#### Material to process:

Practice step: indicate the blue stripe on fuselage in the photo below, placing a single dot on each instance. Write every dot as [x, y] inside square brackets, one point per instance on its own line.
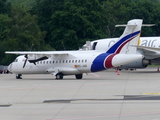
[98, 63]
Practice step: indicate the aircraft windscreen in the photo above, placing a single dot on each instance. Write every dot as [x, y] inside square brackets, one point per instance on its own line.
[16, 60]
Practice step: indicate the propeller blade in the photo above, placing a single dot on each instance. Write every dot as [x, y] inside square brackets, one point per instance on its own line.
[26, 56]
[25, 63]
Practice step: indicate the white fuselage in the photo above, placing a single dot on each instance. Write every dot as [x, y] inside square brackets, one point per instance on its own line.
[84, 62]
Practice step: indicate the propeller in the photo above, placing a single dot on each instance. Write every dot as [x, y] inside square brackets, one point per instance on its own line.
[26, 56]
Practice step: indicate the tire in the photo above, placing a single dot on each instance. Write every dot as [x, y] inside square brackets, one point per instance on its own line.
[59, 76]
[18, 76]
[79, 76]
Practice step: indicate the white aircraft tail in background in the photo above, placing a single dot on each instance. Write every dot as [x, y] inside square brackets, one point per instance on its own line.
[61, 63]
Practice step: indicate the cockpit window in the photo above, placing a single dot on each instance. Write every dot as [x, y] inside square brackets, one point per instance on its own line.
[94, 45]
[16, 60]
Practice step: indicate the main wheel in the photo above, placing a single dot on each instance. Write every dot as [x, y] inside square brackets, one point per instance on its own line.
[79, 76]
[59, 76]
[18, 76]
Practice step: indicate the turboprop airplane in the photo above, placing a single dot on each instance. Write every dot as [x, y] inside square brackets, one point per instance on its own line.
[145, 46]
[61, 63]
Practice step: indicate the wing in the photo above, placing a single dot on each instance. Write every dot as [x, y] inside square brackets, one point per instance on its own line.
[149, 52]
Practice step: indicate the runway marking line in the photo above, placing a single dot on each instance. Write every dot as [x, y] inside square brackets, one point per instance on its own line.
[101, 116]
[151, 93]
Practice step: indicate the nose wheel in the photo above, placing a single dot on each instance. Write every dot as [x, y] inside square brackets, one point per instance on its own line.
[18, 76]
[59, 76]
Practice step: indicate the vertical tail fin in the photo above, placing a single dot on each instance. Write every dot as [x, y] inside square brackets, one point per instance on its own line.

#### Aim of the task:
Reproduce all of the data above word for word, omitting the pictures.

#### Task output:
Practice step: indicate the blue stripe on fuselage in the photo below, placing a single dot on each instance. Write every dot as [x, y] inside square brackets, one point per instance on its own line.
[98, 63]
Practice step: indicate the aircraft windscreen in the photo above, placing a single dot on each instance. Write every dot as [x, y] inside square brackets, one point per instance on its own line.
[16, 60]
Practice step: indicate the propeller blade in the photo above, placing a single dot on each instance. Write every dot as [x, y] inside square brackets, one point per instance on its own line.
[26, 56]
[25, 63]
Practice step: indicate the white fuselage in the photo above, placing a single dot on each instance. Write every dot as [x, y] inside square brackets, one point per instance on its own line.
[84, 62]
Practice step: indicate the propeller in the photo above, placing a single dot on each instance. Write every dot as [x, y] inside square brackets, one point per instance on its own line.
[26, 56]
Practice step: indicate the tire in the photo above, placing a single dot on each instance. Write every dot as [x, y] inside square brackets, one point per instance on its own line.
[59, 76]
[18, 76]
[79, 76]
Practice step: indicate the white aircraft tail in background in the photo above, placing a single dot on each instance. Write every dot as [x, y] inside square brackets, one point per instance on its own line.
[61, 63]
Practice step: indicate the cockpit window in the photo above, placing a single dot on each instance. Write every dot as [x, y] inside square brackets, one point per instance on its own line.
[94, 45]
[16, 60]
Practice step: indicate the main wheel in the photo above, placing a single dot on each instance. Write every dot as [x, y] inside square brackets, one point per instance on its own line.
[79, 76]
[59, 76]
[18, 76]
Practice step: indicate the turboprop airplane in the photo above, placing a single dot on each instance. Write every dot as [x, y] inside square brackets, one point per instance on its own line.
[145, 46]
[61, 63]
Practice step: indicate the wing in the photo above, placing a single dot on each instance. Write every dot as [x, y] inside square brackets, one point per instance on its own line.
[149, 52]
Practice step: indicate the runway marking line in the photo above, placing a single dot on each instance. Write every dot as [x, y] inside square brackets, one point per instance on its own line.
[101, 116]
[151, 93]
Practice step: indicate the nose wheel in the photo above, placing a single dot on each instance. Write every dot as [x, y] inside square brackets, one point per instance on its own line.
[18, 76]
[59, 76]
Practice step: indicate the vertical tail fin in the photo above, placing a single dot on each instance. Write every dot as [x, y] inside square brackets, one point per instance on its own line.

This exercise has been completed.